Tasks to carry out:
a: Copy the part of the article on visa refusals and consular non-reviewability that opens with the words containing "Sometimes the law" and closes with "visa issuance decisions.".
b: According to the article on visa refusals and consular non-reviewability, what letter does the officer issue at the end of the interview to indicate what is required?
c: Go on with the article on visa refusals and consular non-reviewability from where it stops, ahead of the entries.

Document section:
VISA REFUSALS and CONSULAR NON-REVIEWABILITY

Thứ Tư, 12 Tháng Mười Một 201400:00(Xem: 5389)
VISA REFUSALS and CONSULAR NON-REVIEWABILITY

Sometimes the law makes no sense. Sometimes it is unjust. Consular processing of family based immigration allows many opportunities for officers to use bias or apply inconsistent standards. That is because there is no system of external oversight for visa issuance decisions.

The rule of consular non-reviewability began more than a hundred years ago in order to limit or prevent Chinese immigrants from entering the United States.

At present, if a US citizen is sponsoring his wife for a Green Card while she is already in the States, and if CIS denied her application without sufficient explanation, the US citizen could sue the CIS in Federal Court to challenge the decision.

However, if a consular officer outside the States denied the application without explaining why, the US citizen sponsor would not be able to bring the matter to US Federal Courts. That is the meaning of consular non-reviewability. A Federal court in the US has no jurisdiction over the decision of a State Department consular officer.

Decisions made by consular officers may not be challenged in the US courts. In other words, you cannot sue the Consulate in the hopes of having your visa application approved.

The most common refusal is the Section 221 (g), which means that additional documentation or information is needed. At the conclusion of the interview, the officer will issue a letter, the OF 194, indicating what is required.

If a case is continued under 221(g) for the purpose of further “administrative processing”, this usually indicates that required security clearances are still pending.

Items listed in a dataset:
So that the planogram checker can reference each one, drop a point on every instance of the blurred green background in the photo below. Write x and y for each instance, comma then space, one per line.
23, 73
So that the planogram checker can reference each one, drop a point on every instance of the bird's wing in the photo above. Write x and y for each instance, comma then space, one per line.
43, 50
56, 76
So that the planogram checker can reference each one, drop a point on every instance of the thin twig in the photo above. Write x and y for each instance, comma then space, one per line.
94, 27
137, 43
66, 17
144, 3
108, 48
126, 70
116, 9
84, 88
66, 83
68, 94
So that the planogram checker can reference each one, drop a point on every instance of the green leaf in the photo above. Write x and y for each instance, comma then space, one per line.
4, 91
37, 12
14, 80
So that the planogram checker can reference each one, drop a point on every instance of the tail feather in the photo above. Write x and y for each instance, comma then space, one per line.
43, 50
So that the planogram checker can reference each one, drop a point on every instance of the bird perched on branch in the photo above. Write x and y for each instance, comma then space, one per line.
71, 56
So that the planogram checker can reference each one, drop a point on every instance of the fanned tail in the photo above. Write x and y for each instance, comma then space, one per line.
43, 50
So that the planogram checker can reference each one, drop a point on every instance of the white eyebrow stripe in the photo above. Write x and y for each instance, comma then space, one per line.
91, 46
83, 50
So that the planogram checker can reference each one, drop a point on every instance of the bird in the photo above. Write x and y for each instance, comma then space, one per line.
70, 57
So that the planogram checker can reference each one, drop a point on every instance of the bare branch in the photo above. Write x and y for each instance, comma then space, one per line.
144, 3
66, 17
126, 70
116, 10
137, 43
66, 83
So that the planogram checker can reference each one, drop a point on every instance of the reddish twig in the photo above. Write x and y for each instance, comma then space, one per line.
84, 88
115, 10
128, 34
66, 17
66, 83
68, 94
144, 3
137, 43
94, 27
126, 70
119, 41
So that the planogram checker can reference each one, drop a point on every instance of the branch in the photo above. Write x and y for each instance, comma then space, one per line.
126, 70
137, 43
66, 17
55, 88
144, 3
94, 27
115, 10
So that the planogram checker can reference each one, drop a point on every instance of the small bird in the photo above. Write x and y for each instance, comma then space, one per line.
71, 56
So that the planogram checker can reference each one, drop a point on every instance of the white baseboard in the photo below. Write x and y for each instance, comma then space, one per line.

Expected responses:
a:
Sometimes the law makes no sense. Sometimes it is unjust. Consular processing of family based immigration allows many opportunities for officers to use bias or apply inconsistent standards. That is because there is no system of external oversight for visa issuance decisions.

b: The OF 194.

c:
If additional documents are submitted with a request for reconsideration, and the case is still denied, Administrative review may be necessary. This review is done by the Department of State’s Visa Office in Washington D.C., but only if the Consulate feels that it is appropriate. If the Consulate does not agree to this, then the applicant has no way to ask Washington for a review. 

State Department regulations require that consular officers inform each applicant of the legal reasons for denying the visa, but many times the denial letters never tell you why exactly the application was rejected. They just say that you failed to prove that you have a real relationship. There is no way to require consulates to identify the evidence that is used in issuing a denial.

Or, for tourist visas, the consulate may say that you have failed to prove sufficiently strong ties to your home country. There is no appeal process for such denials.

Rejected visa applicants have the right to request that the consulate retain their documents for one year and allow the applicants to present additional evidence overcoming the alleged grounds of ineligibility. This process has a relatively high success rate: It is estimated that they are eventually successful in almost fifty percent of all immigrant cases after initial refusal, and in sixty percent of all cases after refusal for insufficient documentation.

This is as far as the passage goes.